Petit problème 1> D'après l'article sur Le Dossier Maldoror, quel film apparaît, dès les séquences d'ouverture, comme l'influence première du projet ?

Article cité>
# # # # # # #

La justice et le Mal

Actualité du 20/01/2025

 

Auteur d’une dizaine de films, tournés en Thaïlande, en France, à Los Angeles et dans sa Belgique natale, Fabrice Du Welz, cultive une dilection tenace pour les esprits déviants et les épisodes exacerbés.

Il était inévitable que cette propension l’amène à se pencher sur l’affaire Dutroux, dont les exactions pédophiles et leurs ondes de choc, bouleversèrent, dans les années 90, les communautés de sa terre natale.

Le Dossier Maldoror place le fait d’actualité au prisme d’un genre cinématographique constellé de titres mémorables, signés par de solides cinéastes : Jonathan Demme (Le Silence des agneaux-1991), David Fincher (Seven-1995, Zodiac 2007), Denis Villeneuve (Prisoners-2013), Dominik Moll (La Nuit du 12-2022). Dès les séquences d’ouverture, ce dernier titre apparaît comme l’influence première du projet.

# # # # # # #

Petit problème 2> Extrayez de la liste toutes les lignes qui contiennent la chaîne « construction ».

Liste fournie>
# # # # # # #

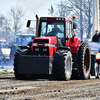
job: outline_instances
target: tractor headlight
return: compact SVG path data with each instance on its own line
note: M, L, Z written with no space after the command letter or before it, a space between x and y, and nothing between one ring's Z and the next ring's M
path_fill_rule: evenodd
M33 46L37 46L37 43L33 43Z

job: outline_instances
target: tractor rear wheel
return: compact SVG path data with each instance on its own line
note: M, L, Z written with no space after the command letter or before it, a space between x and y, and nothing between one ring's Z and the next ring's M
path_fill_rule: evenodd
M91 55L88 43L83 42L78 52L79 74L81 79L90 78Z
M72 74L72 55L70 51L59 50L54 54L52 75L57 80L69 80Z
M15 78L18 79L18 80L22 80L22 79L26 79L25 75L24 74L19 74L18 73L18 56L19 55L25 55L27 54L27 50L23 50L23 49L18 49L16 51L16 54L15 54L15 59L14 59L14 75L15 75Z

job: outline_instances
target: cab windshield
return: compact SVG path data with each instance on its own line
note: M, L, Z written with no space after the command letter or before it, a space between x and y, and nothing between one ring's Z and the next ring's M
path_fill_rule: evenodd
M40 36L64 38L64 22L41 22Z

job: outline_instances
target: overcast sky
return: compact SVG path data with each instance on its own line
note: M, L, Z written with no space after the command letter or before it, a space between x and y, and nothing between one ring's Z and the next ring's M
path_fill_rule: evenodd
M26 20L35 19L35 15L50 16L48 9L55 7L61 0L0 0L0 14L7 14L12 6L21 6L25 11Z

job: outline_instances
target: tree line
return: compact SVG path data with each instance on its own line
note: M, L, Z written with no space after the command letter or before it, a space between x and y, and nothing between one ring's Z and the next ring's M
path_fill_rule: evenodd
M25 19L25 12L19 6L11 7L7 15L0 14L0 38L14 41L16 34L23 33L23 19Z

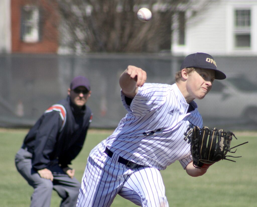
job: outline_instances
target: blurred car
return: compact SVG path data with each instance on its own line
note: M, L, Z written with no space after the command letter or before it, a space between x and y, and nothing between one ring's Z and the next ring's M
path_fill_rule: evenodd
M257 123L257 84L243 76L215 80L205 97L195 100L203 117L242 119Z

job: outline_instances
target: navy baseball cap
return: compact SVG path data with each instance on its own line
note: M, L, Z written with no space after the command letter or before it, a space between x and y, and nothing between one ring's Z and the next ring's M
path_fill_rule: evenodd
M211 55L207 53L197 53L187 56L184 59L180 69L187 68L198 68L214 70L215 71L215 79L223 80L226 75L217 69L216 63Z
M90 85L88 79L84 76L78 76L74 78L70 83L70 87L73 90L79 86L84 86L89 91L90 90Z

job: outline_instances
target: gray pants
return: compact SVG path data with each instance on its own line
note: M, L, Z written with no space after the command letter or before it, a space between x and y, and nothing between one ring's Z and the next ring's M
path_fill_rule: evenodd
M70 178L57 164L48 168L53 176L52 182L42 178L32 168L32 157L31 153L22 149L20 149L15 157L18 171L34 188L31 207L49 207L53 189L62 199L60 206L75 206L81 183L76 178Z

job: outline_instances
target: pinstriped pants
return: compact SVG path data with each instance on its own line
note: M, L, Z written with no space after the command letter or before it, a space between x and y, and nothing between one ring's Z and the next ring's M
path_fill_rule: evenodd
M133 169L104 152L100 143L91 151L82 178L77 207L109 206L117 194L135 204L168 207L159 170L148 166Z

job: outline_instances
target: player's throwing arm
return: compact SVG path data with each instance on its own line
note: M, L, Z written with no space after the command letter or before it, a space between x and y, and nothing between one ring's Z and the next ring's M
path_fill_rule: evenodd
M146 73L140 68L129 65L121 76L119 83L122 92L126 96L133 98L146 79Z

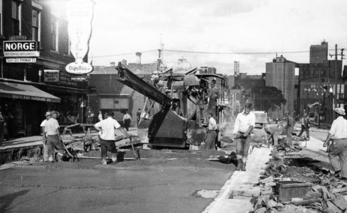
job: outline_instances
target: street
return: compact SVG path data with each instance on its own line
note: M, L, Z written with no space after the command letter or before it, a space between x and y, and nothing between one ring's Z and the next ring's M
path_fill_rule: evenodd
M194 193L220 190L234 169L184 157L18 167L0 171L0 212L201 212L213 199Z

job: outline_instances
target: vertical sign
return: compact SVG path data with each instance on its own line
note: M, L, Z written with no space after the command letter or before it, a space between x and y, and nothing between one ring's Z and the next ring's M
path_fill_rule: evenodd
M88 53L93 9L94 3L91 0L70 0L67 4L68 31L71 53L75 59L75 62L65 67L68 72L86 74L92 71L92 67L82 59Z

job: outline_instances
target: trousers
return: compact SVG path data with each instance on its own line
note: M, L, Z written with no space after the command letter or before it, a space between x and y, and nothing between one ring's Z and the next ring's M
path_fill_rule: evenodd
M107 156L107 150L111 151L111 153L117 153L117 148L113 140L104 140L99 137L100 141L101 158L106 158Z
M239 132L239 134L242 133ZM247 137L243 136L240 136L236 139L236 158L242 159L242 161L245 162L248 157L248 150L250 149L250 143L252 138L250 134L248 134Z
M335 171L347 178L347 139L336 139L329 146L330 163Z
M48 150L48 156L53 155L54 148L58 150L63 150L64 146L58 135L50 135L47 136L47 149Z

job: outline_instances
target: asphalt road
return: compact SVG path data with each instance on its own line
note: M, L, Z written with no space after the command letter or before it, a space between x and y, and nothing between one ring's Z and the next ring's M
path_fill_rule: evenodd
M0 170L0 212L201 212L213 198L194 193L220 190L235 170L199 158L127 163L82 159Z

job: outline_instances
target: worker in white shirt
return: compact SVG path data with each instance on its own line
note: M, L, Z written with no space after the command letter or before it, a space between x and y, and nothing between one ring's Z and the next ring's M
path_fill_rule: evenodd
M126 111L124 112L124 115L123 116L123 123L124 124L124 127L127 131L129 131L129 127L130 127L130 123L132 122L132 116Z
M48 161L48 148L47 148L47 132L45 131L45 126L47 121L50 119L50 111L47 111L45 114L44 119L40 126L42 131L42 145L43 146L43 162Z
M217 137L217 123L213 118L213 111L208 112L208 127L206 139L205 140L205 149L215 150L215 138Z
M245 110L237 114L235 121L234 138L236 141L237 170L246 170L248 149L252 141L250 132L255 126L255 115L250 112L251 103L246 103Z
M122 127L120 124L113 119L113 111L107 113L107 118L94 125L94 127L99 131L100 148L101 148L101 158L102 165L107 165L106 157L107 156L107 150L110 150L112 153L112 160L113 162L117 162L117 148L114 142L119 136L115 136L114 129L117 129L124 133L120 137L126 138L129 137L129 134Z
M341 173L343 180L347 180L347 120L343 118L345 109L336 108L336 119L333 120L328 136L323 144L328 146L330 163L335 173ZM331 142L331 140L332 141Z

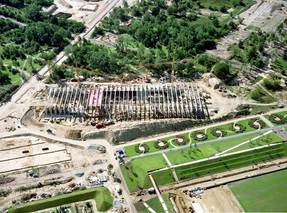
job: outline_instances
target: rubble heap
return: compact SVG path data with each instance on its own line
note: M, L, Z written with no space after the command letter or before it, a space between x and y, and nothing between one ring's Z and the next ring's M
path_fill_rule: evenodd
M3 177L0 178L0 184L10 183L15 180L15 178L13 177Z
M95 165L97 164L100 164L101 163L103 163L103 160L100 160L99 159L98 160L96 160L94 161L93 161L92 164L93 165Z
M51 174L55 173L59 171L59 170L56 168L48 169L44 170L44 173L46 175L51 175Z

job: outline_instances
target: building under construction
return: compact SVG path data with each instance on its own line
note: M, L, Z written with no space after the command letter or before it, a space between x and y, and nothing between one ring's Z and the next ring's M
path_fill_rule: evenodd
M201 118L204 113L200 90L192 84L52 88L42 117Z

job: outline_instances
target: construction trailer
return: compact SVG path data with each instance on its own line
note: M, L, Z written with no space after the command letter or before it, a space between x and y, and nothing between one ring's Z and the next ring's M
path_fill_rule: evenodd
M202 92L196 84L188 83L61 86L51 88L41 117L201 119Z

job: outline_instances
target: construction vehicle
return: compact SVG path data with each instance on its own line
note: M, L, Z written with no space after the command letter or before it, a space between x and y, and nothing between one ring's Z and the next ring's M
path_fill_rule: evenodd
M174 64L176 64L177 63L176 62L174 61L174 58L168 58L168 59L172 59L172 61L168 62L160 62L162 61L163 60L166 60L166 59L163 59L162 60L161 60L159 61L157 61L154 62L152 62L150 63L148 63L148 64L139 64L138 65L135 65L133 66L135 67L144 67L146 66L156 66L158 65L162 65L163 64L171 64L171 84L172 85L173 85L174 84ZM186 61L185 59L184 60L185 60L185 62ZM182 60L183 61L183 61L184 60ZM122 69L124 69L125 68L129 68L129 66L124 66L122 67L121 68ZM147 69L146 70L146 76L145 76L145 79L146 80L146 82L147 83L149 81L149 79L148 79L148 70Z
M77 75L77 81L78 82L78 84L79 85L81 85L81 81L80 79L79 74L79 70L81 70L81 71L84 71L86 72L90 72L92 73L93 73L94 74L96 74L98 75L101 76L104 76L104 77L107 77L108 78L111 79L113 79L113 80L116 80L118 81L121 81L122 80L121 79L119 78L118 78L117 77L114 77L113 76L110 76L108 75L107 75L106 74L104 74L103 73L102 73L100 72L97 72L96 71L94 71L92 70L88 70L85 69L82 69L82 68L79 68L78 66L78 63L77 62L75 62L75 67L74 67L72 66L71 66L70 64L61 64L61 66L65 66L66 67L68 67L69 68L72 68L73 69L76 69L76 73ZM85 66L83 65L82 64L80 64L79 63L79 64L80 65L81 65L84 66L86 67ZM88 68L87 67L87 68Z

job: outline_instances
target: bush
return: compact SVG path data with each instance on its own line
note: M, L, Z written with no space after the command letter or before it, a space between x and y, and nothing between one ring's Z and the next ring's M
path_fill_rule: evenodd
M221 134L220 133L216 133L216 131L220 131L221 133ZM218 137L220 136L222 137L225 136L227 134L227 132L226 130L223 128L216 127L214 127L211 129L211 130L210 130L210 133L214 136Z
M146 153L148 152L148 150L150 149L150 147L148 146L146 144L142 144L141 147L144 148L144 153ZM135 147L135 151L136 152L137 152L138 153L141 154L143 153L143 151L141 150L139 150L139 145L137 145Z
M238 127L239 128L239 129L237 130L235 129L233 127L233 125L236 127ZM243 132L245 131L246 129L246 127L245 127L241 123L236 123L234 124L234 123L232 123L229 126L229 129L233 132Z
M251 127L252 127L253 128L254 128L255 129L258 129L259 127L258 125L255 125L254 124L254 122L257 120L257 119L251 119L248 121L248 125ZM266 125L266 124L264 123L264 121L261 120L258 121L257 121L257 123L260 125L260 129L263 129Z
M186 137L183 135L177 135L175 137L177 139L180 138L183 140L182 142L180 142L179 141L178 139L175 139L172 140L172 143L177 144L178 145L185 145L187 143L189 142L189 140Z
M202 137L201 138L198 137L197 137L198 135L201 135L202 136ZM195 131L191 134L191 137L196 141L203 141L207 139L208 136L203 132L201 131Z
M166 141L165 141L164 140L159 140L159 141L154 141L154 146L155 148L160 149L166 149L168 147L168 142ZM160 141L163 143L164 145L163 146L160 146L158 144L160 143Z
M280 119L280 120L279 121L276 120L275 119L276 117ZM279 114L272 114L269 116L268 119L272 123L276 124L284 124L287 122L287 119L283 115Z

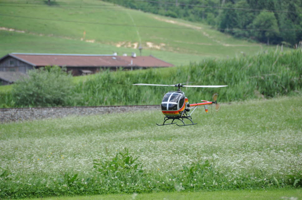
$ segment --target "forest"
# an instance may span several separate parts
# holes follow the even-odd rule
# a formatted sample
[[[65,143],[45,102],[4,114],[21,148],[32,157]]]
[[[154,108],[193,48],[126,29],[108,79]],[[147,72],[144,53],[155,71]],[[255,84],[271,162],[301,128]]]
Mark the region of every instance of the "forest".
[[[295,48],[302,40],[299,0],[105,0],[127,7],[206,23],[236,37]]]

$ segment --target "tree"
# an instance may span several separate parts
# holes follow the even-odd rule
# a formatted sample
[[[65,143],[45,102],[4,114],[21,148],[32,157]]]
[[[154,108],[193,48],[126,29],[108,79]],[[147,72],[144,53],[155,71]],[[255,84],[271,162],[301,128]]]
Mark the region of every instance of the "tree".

# # # # # # #

Résultat attendu 1> La Nuit du 12, de Dominik Moll (2022).

Résultat attendu 2>
target: building under construction
target: construction trailer
target: construction vehicle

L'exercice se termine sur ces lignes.